## [Source material]

########################################

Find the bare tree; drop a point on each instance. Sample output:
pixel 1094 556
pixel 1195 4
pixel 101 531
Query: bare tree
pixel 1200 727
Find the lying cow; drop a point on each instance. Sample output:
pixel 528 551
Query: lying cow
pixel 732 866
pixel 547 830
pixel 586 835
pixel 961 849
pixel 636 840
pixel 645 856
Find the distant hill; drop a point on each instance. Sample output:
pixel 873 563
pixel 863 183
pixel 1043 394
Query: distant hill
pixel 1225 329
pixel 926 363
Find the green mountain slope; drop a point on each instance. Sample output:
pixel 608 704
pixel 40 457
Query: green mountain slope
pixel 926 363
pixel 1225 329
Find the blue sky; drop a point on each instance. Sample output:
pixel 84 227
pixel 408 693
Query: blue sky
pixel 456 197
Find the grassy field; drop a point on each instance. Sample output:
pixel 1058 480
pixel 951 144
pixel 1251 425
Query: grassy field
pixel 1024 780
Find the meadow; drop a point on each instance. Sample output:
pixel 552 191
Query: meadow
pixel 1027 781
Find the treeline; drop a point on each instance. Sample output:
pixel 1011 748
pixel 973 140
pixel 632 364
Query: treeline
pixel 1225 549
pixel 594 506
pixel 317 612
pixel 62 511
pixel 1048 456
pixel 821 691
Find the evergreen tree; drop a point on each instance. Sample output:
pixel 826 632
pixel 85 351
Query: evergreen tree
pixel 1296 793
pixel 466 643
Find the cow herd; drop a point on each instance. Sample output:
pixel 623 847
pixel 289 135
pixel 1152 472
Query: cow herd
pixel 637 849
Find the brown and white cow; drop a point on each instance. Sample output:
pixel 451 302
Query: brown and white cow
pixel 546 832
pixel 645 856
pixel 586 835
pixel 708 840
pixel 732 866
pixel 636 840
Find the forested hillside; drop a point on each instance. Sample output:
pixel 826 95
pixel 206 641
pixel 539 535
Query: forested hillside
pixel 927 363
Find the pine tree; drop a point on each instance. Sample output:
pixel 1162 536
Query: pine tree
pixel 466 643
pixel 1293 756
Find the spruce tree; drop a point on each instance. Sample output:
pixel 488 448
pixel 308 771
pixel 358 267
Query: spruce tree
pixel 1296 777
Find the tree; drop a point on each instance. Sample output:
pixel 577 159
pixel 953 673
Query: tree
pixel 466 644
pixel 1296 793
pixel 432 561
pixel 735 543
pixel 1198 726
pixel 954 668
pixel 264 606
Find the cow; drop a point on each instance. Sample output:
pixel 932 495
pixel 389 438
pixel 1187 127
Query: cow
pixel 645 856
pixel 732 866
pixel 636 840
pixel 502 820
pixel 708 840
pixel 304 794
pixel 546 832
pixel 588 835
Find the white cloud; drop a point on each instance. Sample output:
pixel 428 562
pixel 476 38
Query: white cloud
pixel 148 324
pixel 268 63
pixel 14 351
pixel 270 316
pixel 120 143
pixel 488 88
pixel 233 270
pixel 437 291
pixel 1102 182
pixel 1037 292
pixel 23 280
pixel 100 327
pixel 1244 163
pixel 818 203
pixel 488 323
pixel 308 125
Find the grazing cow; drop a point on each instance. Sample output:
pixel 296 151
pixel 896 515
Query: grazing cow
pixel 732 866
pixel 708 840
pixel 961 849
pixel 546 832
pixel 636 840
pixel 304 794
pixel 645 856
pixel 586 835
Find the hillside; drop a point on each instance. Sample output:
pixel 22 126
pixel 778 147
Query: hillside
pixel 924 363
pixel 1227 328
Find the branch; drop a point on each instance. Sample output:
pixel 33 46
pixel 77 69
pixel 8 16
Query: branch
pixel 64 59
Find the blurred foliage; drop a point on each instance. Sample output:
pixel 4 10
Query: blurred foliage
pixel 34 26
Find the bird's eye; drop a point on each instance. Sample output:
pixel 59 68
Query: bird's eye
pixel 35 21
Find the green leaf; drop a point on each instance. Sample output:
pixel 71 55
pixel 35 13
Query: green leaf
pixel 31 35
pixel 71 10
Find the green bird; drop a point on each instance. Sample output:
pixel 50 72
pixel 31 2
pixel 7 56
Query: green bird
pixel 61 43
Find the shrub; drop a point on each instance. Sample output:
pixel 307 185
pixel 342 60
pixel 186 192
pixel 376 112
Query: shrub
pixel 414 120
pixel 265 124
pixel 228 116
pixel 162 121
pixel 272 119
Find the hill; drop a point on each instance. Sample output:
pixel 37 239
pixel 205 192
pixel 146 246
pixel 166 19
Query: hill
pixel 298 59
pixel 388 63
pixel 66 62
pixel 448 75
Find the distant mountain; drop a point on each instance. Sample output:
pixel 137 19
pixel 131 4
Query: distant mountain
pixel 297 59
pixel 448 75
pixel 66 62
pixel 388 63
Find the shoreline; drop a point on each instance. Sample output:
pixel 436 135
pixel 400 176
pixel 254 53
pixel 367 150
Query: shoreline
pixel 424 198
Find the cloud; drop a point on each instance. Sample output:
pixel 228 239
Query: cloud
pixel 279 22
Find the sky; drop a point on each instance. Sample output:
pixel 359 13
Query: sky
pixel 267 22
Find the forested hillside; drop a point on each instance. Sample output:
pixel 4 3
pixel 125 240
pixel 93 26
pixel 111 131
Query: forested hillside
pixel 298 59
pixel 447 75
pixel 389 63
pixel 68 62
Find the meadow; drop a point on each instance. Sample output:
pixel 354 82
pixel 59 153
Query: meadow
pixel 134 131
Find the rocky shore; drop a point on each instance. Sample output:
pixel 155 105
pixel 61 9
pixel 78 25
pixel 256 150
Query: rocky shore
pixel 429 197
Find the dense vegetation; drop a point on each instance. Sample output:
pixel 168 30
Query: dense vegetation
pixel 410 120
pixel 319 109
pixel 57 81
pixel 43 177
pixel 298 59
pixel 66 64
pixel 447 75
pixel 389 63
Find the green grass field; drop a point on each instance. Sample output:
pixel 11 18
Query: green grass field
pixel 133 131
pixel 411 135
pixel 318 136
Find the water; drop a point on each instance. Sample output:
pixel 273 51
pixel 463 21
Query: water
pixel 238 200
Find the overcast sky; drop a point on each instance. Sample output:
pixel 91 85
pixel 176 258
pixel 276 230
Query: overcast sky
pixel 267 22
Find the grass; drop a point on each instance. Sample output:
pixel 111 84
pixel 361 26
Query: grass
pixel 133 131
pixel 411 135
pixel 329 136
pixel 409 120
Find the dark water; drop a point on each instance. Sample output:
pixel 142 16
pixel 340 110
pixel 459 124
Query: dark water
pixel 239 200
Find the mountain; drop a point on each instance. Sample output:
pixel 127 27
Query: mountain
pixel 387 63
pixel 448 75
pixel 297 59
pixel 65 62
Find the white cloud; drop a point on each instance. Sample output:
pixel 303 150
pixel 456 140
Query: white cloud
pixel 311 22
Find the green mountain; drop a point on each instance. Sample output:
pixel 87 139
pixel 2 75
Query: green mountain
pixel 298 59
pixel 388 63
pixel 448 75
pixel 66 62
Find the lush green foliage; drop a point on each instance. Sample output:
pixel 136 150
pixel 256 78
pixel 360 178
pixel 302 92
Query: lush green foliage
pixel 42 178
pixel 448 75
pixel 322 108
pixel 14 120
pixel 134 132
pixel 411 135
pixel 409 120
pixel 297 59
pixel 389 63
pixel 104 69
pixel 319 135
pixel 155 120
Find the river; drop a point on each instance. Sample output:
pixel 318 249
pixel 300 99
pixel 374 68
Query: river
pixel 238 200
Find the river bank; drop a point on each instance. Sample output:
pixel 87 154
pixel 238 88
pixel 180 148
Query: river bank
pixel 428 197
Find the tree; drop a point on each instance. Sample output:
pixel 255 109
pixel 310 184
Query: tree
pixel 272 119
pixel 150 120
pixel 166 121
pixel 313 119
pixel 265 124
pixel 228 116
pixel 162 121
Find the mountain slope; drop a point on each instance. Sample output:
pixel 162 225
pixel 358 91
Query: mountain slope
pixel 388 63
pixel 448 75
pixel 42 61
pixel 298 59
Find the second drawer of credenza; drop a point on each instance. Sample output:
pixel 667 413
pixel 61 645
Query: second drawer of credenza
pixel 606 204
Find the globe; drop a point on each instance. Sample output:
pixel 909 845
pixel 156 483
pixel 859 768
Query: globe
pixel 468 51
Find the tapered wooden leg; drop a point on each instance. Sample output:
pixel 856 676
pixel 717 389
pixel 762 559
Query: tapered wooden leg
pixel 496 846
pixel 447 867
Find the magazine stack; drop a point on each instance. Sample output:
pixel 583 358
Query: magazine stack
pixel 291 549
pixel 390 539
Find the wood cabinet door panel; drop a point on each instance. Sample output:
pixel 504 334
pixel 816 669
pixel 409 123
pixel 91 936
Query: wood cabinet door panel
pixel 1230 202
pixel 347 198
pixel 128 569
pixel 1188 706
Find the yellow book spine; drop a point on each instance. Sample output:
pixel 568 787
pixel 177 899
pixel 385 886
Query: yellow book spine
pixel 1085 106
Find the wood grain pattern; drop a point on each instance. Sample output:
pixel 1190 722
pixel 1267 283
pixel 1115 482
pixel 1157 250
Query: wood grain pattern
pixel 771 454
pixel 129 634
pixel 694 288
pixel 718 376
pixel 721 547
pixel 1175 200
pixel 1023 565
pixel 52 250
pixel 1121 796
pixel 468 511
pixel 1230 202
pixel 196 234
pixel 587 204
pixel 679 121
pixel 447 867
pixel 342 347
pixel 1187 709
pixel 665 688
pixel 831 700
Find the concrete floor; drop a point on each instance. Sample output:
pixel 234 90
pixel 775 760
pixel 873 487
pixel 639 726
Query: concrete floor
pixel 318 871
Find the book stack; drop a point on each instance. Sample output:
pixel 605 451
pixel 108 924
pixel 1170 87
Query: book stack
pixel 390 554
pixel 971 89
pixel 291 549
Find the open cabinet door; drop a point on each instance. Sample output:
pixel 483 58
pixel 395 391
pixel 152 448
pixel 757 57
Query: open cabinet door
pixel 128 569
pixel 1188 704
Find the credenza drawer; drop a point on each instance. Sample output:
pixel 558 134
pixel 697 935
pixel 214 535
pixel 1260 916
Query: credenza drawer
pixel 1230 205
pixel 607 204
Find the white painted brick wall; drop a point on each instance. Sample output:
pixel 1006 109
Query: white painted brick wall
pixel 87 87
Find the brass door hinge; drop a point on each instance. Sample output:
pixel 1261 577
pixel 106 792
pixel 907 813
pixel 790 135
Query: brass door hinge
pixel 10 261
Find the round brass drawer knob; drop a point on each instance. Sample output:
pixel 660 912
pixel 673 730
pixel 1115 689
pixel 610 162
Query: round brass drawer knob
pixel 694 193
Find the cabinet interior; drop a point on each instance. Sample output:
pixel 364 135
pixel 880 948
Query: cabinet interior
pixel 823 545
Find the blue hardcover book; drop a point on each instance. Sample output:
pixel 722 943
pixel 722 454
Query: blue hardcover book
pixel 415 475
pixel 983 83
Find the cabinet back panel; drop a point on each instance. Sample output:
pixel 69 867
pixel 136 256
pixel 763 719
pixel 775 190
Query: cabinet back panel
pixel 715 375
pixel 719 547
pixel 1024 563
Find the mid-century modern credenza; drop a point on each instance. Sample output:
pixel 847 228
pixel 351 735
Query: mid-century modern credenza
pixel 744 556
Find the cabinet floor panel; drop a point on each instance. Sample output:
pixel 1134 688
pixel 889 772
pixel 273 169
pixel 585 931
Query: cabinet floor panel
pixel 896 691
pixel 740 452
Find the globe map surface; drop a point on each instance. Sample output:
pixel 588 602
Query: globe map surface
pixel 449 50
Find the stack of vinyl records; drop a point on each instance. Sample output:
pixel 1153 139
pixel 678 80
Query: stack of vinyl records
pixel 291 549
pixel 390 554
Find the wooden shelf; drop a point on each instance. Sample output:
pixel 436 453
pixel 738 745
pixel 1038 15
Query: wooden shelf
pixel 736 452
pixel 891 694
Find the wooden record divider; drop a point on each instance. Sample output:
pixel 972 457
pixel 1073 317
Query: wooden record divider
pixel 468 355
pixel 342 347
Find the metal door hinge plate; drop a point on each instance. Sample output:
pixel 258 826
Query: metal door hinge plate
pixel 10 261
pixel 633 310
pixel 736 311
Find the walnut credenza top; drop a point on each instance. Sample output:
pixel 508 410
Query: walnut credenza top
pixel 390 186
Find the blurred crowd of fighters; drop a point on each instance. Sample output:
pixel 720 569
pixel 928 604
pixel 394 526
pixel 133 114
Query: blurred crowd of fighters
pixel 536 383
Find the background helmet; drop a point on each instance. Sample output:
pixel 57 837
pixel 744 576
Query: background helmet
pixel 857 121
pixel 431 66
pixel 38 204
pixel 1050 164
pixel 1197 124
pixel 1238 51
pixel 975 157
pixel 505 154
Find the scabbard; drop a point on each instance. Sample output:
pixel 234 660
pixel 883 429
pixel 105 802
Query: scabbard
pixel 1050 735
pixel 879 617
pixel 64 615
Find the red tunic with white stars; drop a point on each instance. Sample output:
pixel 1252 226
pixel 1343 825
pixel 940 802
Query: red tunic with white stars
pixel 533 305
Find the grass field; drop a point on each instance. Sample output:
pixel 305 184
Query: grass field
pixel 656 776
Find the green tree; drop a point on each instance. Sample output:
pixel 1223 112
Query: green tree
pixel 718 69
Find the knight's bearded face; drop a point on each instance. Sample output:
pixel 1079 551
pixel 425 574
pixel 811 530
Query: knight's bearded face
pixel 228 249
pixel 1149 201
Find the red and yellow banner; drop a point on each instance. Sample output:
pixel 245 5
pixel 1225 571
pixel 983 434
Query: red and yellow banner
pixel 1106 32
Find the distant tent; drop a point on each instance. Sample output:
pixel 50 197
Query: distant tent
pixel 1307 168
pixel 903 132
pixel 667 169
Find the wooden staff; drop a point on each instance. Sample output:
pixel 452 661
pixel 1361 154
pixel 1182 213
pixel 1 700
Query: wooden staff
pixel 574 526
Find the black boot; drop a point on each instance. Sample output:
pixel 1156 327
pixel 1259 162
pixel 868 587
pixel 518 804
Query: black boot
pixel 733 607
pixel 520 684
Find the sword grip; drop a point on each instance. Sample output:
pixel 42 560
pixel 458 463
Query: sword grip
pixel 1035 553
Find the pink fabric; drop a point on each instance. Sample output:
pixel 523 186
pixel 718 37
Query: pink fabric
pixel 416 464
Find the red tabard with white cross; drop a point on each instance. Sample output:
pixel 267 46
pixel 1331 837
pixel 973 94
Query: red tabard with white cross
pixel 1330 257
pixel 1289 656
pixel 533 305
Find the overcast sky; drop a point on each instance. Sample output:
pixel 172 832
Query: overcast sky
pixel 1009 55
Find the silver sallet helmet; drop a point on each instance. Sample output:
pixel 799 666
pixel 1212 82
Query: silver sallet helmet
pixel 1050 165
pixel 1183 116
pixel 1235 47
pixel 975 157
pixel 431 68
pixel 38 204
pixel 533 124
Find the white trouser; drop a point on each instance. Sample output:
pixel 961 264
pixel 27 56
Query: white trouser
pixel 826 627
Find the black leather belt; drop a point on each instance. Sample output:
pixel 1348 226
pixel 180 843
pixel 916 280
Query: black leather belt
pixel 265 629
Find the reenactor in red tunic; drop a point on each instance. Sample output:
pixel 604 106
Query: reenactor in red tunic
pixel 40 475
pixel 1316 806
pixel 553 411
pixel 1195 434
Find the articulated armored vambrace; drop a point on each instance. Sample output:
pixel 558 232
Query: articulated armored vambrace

########################################

## [The task]
Note each line of the entries that has "articulated" in it, and copy those lines.

## [Answer area]
Find the articulated armored vambrace; drop a point on each instance. Sample output:
Query: articulated armored vambrace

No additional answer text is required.